* _Aim of the exercise_: Only lines that contain the string "after" should be returned from the material below.

* _Task data_:
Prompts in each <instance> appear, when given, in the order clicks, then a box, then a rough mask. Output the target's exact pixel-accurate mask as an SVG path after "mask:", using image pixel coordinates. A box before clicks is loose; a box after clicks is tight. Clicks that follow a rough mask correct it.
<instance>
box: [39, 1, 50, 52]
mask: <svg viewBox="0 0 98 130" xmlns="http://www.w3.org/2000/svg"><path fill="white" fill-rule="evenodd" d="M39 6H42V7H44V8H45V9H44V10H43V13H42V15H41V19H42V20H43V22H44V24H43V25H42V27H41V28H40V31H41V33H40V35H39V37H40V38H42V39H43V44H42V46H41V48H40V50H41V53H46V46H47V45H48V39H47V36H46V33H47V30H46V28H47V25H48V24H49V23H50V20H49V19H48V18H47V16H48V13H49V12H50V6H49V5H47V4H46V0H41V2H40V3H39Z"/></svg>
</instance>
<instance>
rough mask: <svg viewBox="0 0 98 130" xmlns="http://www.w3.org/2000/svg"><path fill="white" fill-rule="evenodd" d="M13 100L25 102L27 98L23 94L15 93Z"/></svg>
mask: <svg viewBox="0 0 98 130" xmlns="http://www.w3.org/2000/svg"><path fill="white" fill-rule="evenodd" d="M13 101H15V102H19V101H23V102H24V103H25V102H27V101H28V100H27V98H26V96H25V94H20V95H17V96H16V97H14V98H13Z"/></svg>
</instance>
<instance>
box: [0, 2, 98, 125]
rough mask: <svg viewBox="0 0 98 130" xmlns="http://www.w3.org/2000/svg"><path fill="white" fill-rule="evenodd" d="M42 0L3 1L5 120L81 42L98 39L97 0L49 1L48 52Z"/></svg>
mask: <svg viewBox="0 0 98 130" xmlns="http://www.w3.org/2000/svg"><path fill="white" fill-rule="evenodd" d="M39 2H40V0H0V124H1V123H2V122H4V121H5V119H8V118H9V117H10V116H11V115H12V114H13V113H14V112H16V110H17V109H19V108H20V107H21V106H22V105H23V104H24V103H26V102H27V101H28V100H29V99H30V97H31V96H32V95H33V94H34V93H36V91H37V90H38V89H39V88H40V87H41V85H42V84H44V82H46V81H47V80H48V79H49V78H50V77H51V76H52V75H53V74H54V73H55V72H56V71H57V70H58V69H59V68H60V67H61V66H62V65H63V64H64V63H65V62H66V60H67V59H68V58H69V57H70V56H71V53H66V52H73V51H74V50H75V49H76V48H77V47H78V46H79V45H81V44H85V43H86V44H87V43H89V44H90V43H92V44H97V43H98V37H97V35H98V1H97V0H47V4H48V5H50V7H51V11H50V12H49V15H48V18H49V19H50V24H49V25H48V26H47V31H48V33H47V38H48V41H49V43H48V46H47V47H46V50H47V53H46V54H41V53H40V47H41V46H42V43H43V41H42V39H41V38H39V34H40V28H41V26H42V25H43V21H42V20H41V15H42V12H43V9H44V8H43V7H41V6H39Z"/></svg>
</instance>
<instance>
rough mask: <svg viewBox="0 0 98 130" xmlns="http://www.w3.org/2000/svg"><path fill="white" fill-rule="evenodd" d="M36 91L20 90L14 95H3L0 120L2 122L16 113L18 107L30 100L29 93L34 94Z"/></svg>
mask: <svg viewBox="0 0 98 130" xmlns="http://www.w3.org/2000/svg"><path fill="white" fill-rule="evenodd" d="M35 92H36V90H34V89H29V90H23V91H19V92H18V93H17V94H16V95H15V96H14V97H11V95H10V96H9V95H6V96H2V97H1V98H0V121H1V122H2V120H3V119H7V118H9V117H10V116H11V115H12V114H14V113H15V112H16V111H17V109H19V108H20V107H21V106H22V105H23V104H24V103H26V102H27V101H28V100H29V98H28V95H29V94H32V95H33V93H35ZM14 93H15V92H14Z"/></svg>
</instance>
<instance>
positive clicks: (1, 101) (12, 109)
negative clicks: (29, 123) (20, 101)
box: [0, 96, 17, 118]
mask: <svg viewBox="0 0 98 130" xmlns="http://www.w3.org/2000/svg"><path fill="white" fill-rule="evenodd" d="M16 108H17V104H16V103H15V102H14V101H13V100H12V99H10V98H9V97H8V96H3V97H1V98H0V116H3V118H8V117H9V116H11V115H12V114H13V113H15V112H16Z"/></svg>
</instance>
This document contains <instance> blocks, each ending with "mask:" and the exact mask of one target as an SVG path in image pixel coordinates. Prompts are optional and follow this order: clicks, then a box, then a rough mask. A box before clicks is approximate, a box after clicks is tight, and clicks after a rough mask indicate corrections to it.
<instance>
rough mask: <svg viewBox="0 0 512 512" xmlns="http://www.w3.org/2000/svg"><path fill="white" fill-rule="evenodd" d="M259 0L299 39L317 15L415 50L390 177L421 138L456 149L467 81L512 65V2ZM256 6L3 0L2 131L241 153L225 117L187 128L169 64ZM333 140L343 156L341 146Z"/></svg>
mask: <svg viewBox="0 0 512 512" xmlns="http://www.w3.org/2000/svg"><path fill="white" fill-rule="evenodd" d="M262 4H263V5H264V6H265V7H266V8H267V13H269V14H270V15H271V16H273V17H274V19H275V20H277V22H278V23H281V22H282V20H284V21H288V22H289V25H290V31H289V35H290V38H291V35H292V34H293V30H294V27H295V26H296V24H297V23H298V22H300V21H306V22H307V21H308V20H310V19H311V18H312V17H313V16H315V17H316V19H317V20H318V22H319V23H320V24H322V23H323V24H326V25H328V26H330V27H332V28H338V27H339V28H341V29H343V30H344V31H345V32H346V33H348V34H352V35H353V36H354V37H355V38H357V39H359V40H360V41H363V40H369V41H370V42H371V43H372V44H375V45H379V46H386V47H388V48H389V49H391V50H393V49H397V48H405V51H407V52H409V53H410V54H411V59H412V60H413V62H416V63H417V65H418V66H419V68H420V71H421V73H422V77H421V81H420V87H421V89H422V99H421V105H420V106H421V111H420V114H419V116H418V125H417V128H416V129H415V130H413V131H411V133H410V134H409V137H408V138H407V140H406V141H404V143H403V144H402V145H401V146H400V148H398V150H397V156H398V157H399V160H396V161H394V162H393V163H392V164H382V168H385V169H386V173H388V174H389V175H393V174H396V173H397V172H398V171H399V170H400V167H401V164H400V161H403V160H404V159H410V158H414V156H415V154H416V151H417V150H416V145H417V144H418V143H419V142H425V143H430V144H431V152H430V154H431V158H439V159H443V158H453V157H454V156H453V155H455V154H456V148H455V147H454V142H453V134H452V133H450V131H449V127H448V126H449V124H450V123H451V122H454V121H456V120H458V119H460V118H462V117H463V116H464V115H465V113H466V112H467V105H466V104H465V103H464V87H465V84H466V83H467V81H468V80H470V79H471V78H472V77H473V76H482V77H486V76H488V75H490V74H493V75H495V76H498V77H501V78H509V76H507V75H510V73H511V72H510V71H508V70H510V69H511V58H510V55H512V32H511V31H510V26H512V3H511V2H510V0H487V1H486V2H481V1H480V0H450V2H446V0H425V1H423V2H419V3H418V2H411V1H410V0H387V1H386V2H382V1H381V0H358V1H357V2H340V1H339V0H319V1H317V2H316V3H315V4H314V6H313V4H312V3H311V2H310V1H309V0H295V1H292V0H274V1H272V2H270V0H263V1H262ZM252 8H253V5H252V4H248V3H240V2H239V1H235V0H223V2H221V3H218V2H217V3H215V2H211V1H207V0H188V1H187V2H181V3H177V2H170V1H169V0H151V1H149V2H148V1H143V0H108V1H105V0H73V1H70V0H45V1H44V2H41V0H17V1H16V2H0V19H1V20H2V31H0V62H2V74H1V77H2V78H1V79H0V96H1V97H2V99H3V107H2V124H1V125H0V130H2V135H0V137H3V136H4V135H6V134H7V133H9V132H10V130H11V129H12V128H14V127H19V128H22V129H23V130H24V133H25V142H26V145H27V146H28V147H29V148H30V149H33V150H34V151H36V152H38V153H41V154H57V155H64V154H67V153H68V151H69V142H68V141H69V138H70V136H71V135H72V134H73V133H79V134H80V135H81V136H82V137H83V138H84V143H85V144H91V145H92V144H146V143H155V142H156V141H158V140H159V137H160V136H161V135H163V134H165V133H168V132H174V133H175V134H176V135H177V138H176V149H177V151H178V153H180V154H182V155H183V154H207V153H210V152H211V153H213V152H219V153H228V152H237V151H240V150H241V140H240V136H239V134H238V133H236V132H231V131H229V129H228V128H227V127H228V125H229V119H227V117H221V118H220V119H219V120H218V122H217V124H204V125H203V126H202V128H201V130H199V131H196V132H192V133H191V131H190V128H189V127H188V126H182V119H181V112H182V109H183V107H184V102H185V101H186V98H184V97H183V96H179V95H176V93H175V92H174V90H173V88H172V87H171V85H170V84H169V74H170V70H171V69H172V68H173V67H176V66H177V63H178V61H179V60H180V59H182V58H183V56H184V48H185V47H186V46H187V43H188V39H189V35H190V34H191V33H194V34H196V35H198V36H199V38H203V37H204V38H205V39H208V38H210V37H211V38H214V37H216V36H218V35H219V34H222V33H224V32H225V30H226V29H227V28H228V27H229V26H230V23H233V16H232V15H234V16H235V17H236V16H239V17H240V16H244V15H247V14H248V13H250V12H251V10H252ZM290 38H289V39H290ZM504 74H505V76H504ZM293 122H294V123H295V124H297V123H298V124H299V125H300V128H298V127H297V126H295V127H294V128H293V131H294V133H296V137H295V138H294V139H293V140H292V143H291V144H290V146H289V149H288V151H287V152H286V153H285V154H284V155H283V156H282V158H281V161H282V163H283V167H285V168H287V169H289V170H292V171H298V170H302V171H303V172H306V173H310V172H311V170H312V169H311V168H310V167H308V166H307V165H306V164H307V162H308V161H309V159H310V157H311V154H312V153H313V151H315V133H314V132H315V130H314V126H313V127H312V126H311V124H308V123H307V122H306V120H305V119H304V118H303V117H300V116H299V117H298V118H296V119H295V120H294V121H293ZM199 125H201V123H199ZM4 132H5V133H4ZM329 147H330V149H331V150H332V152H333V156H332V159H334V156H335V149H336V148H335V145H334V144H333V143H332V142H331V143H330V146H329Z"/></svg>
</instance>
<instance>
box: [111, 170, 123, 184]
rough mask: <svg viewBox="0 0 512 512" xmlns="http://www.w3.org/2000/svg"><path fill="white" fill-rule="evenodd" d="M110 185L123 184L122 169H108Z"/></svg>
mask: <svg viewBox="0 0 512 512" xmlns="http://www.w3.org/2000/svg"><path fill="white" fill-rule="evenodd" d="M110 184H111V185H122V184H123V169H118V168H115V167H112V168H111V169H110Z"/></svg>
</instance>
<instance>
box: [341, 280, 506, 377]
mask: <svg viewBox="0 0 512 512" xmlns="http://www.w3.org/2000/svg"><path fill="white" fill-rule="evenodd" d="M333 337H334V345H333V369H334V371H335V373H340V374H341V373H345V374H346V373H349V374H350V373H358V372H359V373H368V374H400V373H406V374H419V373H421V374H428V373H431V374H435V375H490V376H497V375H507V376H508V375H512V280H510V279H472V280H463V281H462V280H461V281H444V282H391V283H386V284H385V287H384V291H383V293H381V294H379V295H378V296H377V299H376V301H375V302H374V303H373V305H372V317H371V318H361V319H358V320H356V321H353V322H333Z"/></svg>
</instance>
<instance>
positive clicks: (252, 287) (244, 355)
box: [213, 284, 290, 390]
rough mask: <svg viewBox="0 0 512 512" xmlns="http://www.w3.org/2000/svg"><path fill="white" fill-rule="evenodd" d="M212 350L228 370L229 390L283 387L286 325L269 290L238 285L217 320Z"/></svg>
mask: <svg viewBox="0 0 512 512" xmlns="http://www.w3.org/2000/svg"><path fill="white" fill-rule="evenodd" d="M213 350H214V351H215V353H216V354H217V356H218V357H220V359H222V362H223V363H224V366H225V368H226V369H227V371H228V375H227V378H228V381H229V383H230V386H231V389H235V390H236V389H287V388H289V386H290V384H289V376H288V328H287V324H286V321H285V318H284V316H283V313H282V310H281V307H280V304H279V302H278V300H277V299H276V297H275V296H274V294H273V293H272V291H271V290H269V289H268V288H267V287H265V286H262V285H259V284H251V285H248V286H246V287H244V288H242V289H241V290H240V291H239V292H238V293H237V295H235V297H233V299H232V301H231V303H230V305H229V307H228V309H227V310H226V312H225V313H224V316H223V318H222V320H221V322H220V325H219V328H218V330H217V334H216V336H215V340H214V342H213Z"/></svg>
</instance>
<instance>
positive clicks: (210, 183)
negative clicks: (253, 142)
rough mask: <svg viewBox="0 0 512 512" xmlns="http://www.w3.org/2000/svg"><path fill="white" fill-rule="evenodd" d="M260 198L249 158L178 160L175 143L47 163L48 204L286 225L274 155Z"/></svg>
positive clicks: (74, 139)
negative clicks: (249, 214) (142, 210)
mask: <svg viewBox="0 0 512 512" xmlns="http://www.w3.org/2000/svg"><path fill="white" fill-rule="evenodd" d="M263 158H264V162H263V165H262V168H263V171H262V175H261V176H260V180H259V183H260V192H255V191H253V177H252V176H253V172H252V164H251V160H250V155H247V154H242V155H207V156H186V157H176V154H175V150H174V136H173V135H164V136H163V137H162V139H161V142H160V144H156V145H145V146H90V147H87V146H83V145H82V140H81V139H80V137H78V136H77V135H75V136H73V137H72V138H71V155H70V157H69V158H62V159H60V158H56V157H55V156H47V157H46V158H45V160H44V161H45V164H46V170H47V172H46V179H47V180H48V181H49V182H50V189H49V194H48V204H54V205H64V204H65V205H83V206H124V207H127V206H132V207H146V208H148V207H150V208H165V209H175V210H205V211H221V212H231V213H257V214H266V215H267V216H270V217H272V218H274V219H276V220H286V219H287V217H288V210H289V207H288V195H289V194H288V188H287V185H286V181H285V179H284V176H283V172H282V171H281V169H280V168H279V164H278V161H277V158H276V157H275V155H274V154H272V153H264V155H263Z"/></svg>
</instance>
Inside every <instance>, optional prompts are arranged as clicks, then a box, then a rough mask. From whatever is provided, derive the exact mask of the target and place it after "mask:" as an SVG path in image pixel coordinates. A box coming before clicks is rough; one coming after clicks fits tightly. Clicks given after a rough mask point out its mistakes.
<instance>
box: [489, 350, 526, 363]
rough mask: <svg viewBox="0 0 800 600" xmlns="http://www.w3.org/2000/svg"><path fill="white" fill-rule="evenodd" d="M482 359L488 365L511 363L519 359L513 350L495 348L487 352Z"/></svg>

* _Result of the exercise_:
Prompts in each <instance> appear, when given, in the order clicks, then a box, then a rough mask. Output the target's exact pixel-accurate mask as an SVG path after "mask:", using image pixel coordinates. A box before clicks is loose; a box after clicks is tight. Clicks that follow a rough mask correct it.
This document contains <instance> blocks, each ending with "mask:" and the exact mask of one target as an SVG path in image pixel coordinates. Prompts are optional and follow this order: clicks, then a box, then a rough mask. A box before clicks is approximate, a box after clicks is tight, and clicks after a rough mask indicate corrections to it.
Inside every <instance>, optional prompts are arranged as clicks, then a box, then a rough mask. From whatever is provided, derive the exact mask of the target and place it after "mask:" as an SVG path in image pixel coordinates. A box coming before clicks is rough; one coming after clicks fits tightly. Clicks given after a rough mask point out its mistakes.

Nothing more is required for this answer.